Stated problem:
Exactly the lines from the one containing "the man's right" through the end of the data below are to be reproduced, and nothing besides them.

Records shown:
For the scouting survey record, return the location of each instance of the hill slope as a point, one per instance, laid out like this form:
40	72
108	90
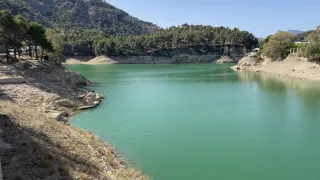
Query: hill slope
296	32
85	14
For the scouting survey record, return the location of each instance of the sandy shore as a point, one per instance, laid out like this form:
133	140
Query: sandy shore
37	140
293	66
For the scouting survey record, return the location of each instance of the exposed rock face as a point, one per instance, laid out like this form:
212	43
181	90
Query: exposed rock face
50	88
248	62
172	56
227	59
42	71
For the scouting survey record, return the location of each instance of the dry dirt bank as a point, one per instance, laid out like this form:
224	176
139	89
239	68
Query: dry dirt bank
292	66
177	59
37	142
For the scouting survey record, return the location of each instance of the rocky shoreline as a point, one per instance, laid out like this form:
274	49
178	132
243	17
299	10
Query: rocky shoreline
293	66
36	99
177	59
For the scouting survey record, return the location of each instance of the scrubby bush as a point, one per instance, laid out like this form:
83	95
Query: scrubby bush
278	45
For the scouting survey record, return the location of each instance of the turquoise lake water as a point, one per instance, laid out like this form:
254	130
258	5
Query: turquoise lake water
206	121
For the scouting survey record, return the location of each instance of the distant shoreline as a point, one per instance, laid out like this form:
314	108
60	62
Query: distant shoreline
293	66
178	59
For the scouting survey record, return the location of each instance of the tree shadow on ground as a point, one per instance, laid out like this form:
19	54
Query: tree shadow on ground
34	156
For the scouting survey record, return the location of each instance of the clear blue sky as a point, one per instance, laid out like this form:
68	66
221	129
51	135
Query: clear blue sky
261	17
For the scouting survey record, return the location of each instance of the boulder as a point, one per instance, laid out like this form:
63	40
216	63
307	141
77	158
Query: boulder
59	115
226	59
91	97
66	103
248	62
12	79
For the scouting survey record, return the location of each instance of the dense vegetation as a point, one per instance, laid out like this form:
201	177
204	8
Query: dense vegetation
312	49
17	32
66	15
192	38
277	46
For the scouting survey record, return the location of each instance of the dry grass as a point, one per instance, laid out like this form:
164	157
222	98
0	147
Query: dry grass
47	149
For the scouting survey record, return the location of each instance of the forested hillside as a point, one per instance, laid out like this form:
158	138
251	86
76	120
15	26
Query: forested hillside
69	15
189	39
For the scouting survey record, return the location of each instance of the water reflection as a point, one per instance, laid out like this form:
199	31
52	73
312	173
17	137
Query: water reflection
308	91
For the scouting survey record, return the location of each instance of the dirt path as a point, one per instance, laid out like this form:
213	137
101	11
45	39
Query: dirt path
293	66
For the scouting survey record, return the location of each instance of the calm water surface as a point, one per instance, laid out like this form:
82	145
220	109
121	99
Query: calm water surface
205	122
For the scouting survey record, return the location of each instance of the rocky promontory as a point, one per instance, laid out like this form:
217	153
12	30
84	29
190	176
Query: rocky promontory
293	66
37	141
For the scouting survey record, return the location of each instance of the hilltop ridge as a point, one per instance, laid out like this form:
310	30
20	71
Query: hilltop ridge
81	14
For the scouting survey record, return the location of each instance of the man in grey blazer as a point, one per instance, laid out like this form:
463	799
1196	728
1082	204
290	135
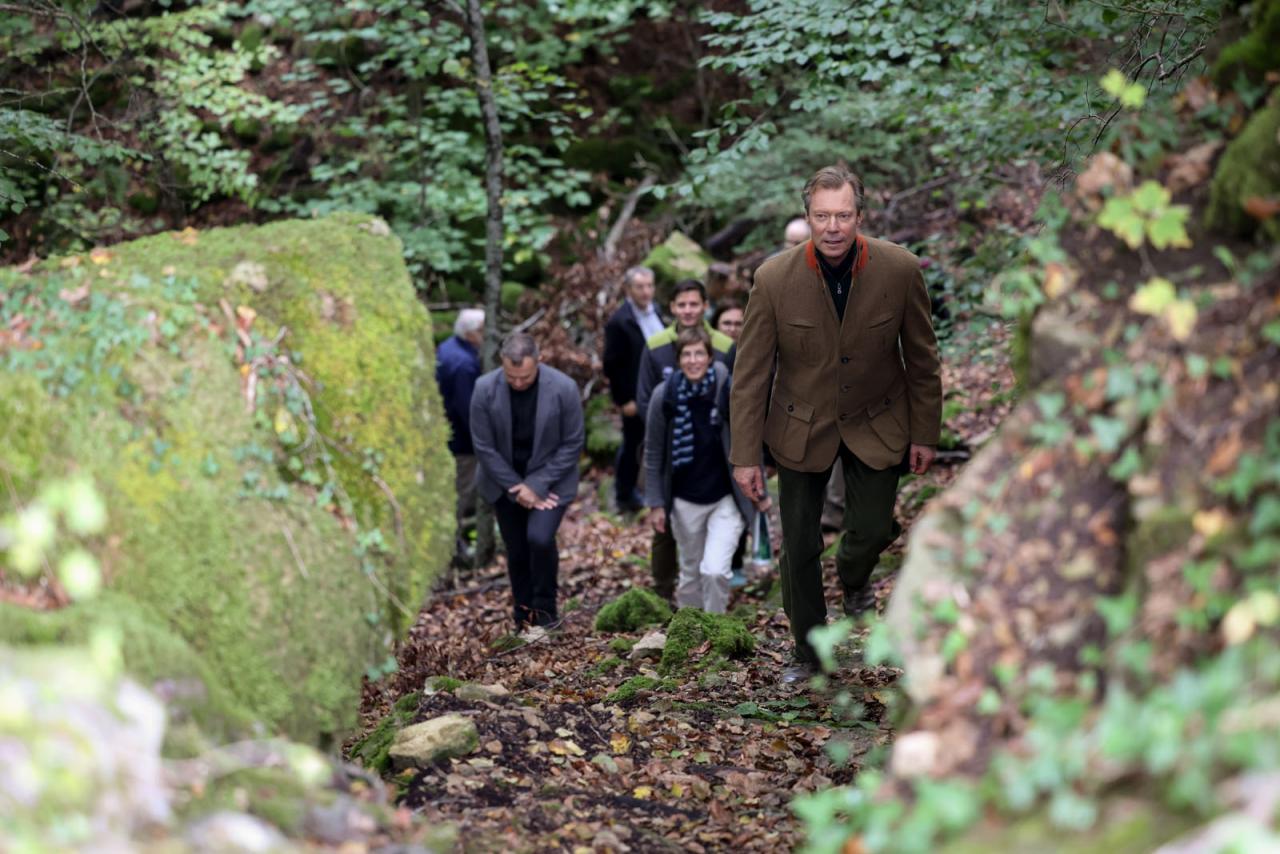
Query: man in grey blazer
526	429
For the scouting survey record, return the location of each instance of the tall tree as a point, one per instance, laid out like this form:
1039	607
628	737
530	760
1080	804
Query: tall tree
493	163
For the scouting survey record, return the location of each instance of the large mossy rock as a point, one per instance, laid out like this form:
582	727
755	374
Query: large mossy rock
282	556
676	259
1249	169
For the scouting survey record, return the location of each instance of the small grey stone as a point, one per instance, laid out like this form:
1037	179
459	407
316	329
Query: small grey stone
442	738
474	692
649	647
238	832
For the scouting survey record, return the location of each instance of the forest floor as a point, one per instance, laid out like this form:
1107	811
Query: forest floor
709	759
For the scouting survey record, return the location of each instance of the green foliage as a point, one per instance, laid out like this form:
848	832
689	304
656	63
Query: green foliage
691	628
636	608
629	689
373	749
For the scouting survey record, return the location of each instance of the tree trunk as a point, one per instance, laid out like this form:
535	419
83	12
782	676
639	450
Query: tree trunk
485	544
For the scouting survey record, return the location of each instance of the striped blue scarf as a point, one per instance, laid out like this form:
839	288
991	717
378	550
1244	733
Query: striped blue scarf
682	425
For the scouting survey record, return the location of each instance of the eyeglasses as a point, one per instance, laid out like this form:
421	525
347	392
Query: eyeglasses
844	218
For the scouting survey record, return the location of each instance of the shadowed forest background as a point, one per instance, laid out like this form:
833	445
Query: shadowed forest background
232	234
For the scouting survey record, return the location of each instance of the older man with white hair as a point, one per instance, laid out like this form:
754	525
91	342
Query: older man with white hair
457	366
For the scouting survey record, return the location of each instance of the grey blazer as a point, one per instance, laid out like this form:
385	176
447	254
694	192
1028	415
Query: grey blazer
558	435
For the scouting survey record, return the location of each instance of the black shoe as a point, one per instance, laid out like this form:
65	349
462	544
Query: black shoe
799	671
859	602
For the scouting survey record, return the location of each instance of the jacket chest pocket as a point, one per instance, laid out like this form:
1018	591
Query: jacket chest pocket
798	339
786	428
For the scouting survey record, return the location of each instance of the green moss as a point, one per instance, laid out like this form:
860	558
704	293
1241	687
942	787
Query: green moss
604	666
691	628
444	683
634	610
603	434
204	531
629	689
677	257
1248	168
371	750
152	653
1257	53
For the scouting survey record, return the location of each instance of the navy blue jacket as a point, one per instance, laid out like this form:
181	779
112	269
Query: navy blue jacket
457	366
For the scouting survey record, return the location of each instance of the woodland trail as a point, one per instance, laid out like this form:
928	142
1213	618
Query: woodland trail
704	761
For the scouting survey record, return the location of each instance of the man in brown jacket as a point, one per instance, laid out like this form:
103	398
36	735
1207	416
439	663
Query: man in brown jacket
858	378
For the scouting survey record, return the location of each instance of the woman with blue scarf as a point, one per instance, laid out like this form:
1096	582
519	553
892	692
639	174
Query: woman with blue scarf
688	480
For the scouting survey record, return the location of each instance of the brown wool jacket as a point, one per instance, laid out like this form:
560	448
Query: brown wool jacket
872	382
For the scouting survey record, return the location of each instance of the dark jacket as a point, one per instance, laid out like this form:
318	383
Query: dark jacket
659	428
659	360
457	366
558	437
624	347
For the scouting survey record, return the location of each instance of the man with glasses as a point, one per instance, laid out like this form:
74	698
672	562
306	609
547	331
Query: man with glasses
846	318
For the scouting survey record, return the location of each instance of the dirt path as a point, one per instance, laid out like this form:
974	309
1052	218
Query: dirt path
707	762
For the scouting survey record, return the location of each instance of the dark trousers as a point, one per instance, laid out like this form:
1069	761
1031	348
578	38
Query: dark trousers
868	528
533	558
626	465
663	563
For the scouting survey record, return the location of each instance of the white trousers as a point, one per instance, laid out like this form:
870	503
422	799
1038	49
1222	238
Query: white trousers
705	535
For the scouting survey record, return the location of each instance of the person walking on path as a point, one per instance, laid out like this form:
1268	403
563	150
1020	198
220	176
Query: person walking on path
625	336
688	483
526	427
457	368
658	362
846	319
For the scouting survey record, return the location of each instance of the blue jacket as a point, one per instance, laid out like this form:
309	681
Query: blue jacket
457	366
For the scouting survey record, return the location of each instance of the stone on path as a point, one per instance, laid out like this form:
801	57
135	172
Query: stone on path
649	647
442	738
474	692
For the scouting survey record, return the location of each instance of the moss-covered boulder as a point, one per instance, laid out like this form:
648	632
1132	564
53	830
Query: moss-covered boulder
676	259
1249	169
1257	51
257	407
636	608
691	628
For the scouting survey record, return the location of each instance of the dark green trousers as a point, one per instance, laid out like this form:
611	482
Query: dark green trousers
663	562
867	530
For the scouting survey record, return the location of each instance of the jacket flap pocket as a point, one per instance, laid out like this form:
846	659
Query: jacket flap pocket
882	320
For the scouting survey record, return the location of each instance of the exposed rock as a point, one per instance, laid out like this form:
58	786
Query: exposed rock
442	738
229	832
649	647
474	692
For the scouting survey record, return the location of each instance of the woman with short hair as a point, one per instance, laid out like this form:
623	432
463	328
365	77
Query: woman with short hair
688	476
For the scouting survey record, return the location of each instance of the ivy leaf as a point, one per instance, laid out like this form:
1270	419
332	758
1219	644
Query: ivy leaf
1169	228
1151	197
1153	297
1180	318
1120	218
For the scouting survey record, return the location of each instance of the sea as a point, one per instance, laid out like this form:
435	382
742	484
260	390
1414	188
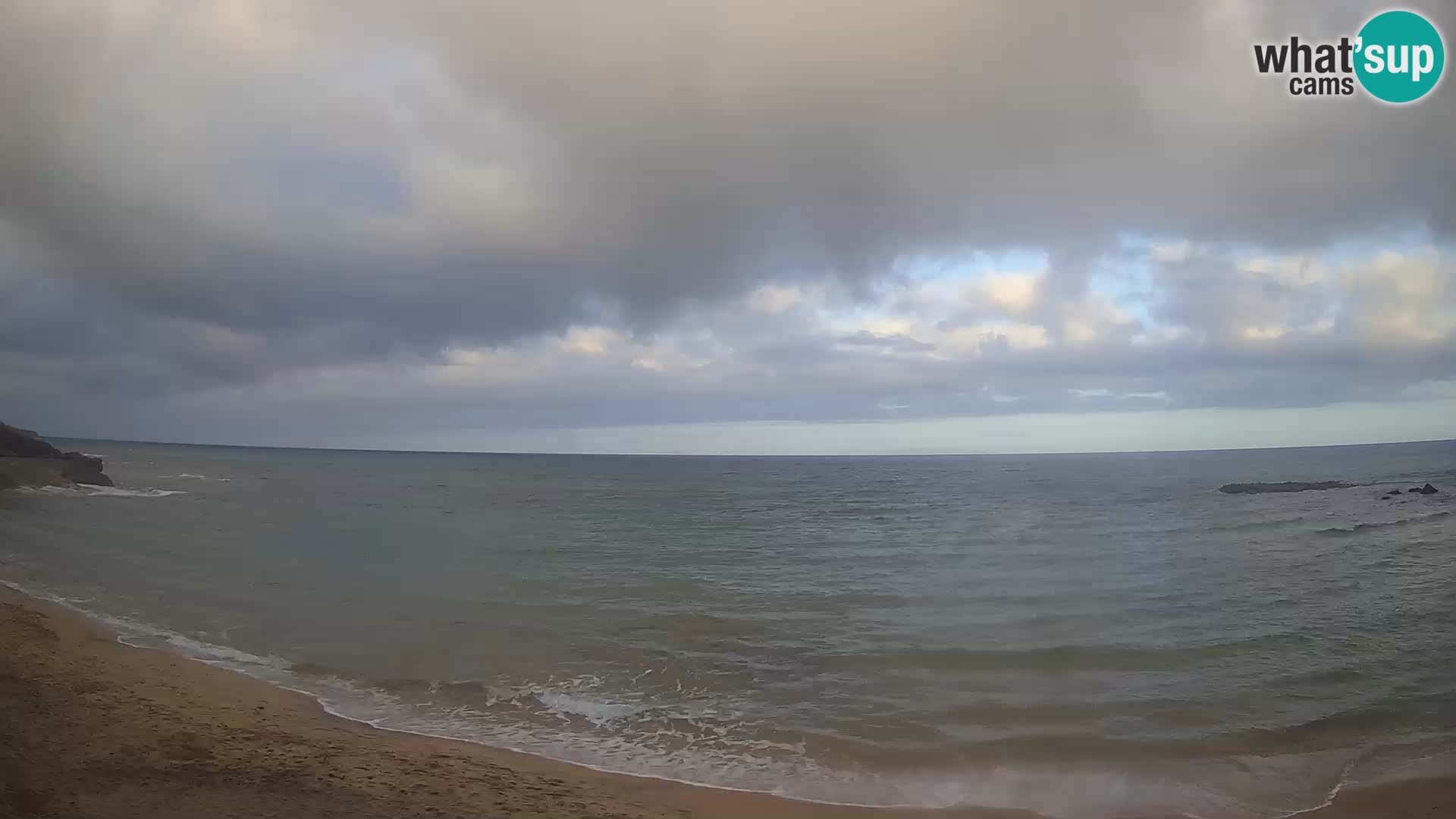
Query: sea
1087	635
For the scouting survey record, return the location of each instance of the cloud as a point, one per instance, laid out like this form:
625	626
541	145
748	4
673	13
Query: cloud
522	215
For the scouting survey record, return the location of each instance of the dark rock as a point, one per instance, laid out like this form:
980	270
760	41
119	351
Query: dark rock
1285	487
85	469
24	444
27	461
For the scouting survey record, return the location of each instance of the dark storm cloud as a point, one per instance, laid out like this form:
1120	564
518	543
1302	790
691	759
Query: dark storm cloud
224	193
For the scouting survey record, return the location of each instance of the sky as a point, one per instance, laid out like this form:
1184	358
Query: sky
737	226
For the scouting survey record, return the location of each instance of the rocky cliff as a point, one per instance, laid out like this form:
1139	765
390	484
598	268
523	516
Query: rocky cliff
28	461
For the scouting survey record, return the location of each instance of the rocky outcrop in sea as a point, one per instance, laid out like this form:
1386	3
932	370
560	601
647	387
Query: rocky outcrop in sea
28	461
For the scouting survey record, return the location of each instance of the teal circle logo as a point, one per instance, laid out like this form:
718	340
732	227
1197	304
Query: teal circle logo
1400	55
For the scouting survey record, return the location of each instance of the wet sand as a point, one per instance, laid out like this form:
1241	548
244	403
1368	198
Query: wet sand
92	727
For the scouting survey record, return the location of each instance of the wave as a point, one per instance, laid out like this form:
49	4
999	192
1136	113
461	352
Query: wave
695	736
93	490
1357	528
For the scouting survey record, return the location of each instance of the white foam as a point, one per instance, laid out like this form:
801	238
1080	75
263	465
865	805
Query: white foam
596	711
93	490
619	742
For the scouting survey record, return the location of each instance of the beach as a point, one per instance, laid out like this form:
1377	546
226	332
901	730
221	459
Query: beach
92	727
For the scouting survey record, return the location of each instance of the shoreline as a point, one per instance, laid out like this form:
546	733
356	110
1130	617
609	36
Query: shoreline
91	726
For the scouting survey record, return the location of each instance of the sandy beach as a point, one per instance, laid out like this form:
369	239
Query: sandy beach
92	727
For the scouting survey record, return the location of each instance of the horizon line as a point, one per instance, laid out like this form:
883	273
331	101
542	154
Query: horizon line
756	453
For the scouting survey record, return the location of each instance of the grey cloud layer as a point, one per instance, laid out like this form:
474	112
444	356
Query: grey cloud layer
231	194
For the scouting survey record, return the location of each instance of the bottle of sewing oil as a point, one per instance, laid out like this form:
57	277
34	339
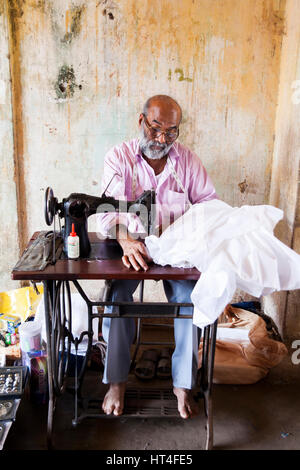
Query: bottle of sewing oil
73	245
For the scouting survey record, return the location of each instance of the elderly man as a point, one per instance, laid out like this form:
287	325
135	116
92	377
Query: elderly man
155	160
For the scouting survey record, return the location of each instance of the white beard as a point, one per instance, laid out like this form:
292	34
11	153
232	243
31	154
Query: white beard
153	154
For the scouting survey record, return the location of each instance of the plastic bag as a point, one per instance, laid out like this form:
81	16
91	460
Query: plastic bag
245	361
21	302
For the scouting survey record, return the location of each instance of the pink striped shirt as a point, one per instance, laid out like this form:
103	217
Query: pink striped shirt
171	201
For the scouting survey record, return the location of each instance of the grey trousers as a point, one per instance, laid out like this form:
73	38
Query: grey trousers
119	334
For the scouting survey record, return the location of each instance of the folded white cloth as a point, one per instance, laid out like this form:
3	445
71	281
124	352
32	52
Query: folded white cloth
233	247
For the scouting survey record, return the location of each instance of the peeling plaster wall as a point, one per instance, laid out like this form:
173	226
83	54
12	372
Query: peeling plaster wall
8	204
87	66
284	193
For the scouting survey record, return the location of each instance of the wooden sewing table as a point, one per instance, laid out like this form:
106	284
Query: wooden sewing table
105	263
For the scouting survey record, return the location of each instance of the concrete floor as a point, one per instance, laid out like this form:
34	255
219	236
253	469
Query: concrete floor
259	416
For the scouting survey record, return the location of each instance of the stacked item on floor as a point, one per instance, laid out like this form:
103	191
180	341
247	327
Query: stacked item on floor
248	345
12	384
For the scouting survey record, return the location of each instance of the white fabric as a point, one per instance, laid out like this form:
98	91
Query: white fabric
233	247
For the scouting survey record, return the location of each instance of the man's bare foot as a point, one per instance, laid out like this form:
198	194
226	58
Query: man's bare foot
187	406
114	399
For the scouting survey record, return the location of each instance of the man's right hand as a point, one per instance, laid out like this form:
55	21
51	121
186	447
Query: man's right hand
134	254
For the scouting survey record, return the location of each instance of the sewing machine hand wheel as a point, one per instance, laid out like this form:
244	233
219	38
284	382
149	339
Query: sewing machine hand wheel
50	206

Exercise output:
For the scouting survey record, return the location of each instance of the man's right hand as a point, one per instance, laid out like this form:
55	21
51	121
186	447
Query: man's right hand
134	254
For the scouting survey record, return the location of each instance of the sewing machine hand wheel as a point, one per instance, laid out like this form:
244	233
219	38
284	382
149	339
Query: sewing machine hand wheel
50	206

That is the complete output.